[Problem to solve]:
Output the lines of the data below as a numbered list, starting at the line containing "Confirm every instance of the orange" and ending at the line containing "(1047, 314)", with blank lines omitted.

[Source data]:
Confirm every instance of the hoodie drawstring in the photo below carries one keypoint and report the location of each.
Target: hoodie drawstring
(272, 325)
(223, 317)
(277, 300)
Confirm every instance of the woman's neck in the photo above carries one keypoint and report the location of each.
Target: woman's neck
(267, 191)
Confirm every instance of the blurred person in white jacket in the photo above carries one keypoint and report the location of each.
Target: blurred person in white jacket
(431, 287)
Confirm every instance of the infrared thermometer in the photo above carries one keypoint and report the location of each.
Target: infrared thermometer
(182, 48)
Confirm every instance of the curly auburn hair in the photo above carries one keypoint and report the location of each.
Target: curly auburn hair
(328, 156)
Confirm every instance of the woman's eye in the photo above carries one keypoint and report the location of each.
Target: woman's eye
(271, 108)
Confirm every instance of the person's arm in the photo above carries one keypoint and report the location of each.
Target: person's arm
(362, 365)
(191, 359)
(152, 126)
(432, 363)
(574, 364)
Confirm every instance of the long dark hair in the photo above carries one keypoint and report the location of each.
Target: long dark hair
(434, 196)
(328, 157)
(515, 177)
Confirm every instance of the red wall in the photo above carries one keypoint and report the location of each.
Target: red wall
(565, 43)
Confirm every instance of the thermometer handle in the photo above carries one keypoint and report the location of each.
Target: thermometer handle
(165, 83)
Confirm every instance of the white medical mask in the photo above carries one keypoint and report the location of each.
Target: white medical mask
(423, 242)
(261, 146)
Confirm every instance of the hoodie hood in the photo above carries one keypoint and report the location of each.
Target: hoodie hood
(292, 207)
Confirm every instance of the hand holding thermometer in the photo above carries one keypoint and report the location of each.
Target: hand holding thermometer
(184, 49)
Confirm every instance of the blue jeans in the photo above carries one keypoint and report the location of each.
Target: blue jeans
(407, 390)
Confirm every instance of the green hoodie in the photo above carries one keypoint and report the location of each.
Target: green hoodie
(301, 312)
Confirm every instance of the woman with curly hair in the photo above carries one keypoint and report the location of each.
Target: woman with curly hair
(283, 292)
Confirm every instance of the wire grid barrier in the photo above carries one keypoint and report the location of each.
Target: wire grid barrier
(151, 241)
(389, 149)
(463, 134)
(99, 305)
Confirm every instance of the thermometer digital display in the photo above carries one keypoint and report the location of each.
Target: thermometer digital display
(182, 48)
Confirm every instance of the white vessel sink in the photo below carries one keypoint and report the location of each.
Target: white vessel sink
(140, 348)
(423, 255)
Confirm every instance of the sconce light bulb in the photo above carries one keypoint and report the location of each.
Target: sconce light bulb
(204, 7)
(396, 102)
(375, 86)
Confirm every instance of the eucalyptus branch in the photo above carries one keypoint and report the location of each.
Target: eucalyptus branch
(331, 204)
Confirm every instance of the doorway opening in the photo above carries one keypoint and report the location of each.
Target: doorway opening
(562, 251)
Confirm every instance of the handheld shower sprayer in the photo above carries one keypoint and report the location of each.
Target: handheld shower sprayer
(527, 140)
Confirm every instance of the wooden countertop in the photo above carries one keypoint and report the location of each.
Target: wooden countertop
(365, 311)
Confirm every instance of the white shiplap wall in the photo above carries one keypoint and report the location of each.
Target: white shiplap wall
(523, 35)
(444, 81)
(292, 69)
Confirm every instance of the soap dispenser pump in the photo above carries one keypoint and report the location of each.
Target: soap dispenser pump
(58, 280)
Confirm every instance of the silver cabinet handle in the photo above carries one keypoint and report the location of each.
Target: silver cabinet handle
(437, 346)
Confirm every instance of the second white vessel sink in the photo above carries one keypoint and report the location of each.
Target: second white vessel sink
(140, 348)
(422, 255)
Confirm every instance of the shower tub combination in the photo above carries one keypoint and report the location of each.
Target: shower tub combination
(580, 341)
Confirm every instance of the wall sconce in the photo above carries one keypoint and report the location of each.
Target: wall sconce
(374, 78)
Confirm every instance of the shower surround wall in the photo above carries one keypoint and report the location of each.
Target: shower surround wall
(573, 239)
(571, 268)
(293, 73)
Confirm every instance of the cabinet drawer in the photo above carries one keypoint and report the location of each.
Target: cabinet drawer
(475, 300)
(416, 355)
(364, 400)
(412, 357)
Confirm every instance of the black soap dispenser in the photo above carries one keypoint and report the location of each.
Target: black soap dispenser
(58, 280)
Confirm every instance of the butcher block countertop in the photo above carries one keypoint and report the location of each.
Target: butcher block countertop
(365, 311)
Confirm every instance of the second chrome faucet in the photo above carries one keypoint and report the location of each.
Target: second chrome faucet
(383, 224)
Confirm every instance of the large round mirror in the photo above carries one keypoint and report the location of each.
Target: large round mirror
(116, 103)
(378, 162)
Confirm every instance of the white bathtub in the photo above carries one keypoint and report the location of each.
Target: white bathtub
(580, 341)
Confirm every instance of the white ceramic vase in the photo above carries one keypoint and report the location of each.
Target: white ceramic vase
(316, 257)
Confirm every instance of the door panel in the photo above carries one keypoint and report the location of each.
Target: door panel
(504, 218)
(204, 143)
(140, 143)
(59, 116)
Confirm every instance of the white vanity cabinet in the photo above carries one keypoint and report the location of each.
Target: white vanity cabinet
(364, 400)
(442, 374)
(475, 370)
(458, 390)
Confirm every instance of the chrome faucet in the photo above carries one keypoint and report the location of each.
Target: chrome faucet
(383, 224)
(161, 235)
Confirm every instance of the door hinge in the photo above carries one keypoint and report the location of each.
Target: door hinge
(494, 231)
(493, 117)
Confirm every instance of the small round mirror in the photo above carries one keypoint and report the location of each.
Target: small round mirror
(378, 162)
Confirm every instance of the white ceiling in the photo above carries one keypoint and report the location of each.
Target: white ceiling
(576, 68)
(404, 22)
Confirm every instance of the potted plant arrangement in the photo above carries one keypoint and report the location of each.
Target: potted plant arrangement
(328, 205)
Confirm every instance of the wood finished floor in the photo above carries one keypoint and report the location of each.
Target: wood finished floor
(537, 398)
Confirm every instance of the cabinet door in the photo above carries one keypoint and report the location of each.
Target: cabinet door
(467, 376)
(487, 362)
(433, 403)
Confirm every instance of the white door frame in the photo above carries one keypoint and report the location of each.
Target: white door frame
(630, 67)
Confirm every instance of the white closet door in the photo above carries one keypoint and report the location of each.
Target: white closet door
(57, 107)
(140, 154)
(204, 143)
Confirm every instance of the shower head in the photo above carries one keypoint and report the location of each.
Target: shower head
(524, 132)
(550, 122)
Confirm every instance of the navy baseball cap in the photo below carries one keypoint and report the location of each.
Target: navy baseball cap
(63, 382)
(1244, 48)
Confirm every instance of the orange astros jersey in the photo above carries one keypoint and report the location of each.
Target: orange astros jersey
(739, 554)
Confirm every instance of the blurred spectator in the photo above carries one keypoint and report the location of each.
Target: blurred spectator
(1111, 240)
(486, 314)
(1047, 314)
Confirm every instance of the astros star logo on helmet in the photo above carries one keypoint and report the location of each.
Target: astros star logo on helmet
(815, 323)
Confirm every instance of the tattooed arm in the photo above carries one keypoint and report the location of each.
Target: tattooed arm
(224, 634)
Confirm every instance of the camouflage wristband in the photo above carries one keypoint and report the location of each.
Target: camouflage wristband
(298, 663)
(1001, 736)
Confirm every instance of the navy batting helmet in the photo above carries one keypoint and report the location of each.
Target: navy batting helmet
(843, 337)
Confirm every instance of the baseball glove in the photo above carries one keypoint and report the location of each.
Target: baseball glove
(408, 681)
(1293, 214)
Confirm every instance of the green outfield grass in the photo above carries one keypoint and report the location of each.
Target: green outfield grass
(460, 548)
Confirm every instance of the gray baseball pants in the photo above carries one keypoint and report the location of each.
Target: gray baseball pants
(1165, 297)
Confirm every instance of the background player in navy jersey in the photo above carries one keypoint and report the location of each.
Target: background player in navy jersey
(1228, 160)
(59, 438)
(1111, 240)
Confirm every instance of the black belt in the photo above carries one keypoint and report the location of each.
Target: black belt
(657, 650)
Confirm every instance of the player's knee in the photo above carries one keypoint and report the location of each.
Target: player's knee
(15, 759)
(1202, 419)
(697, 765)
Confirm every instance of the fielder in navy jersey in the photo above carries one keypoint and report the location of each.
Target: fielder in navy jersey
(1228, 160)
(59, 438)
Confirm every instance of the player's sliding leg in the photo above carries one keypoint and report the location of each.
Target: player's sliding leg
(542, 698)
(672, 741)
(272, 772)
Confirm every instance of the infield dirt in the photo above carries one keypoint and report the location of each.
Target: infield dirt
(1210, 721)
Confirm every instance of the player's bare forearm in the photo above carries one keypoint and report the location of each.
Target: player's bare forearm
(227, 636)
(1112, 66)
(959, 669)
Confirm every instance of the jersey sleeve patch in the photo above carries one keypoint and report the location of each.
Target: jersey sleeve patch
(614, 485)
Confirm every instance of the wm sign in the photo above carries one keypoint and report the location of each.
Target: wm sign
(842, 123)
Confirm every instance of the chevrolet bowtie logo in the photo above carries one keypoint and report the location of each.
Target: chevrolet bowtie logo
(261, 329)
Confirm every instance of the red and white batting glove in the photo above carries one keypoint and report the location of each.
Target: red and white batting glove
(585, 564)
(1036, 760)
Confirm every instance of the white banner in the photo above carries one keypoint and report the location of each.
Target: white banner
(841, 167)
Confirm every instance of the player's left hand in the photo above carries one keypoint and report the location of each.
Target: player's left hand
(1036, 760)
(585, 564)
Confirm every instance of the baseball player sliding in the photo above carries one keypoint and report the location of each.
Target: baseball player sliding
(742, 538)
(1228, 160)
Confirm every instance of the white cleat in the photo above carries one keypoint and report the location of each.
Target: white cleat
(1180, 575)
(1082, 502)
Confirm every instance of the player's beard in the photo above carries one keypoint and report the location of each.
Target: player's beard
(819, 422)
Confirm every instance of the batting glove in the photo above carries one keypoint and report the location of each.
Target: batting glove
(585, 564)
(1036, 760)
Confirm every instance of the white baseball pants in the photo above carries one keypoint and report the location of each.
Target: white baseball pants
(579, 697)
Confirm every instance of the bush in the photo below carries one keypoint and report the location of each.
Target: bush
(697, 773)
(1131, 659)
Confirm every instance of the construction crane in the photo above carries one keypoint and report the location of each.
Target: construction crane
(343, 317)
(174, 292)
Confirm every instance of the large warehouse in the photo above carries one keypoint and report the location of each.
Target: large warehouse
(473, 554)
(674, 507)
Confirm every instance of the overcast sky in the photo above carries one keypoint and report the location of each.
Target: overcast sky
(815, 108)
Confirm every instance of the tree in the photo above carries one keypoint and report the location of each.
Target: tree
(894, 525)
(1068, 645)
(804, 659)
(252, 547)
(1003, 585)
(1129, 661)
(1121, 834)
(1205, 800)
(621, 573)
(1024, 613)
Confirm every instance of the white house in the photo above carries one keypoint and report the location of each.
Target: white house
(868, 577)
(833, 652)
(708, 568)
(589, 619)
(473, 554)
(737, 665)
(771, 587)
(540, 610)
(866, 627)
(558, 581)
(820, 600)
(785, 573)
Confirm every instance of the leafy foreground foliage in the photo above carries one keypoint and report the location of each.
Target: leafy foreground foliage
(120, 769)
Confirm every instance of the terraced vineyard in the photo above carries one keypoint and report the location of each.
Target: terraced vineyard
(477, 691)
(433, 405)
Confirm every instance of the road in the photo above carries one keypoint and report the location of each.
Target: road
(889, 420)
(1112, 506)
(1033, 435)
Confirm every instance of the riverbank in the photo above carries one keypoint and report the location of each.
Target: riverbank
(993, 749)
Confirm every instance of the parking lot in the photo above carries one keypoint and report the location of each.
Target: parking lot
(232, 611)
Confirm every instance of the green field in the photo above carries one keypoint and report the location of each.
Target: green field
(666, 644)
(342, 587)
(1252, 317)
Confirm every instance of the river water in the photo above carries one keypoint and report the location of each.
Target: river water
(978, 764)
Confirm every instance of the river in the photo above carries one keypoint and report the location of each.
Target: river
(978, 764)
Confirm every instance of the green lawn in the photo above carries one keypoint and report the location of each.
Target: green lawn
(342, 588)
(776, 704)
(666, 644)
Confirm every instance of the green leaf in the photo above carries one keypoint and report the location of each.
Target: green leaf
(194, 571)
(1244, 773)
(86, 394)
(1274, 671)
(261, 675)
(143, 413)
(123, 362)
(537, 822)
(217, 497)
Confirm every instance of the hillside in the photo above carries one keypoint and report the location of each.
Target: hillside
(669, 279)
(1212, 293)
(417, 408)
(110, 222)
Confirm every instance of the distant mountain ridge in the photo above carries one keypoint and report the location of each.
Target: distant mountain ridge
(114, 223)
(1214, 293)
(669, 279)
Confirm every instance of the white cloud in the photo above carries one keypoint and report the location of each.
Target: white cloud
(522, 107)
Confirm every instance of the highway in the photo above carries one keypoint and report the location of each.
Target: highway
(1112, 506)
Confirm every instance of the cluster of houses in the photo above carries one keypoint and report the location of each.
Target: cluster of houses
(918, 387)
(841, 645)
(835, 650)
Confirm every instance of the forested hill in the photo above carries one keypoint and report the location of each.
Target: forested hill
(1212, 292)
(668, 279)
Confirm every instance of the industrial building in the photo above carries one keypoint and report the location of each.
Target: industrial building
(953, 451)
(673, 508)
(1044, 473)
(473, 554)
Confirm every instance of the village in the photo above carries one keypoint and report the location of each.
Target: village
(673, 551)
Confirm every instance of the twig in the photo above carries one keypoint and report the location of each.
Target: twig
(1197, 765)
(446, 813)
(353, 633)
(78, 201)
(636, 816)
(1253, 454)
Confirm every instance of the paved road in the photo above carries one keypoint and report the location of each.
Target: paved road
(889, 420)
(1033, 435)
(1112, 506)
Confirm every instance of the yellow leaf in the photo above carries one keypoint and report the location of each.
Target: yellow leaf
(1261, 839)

[Exercise output]:
1. Confirm every instance of the orange astros jersey in the photo above carries one keypoint and report the location of each.
2. Target: orange astros jersey
3. (739, 554)
4. Confirm every instance of the blurred spectator in the photo above carries one keypoint and report the location of each.
5. Target: blurred spectator
6. (1111, 240)
7. (486, 314)
8. (1047, 314)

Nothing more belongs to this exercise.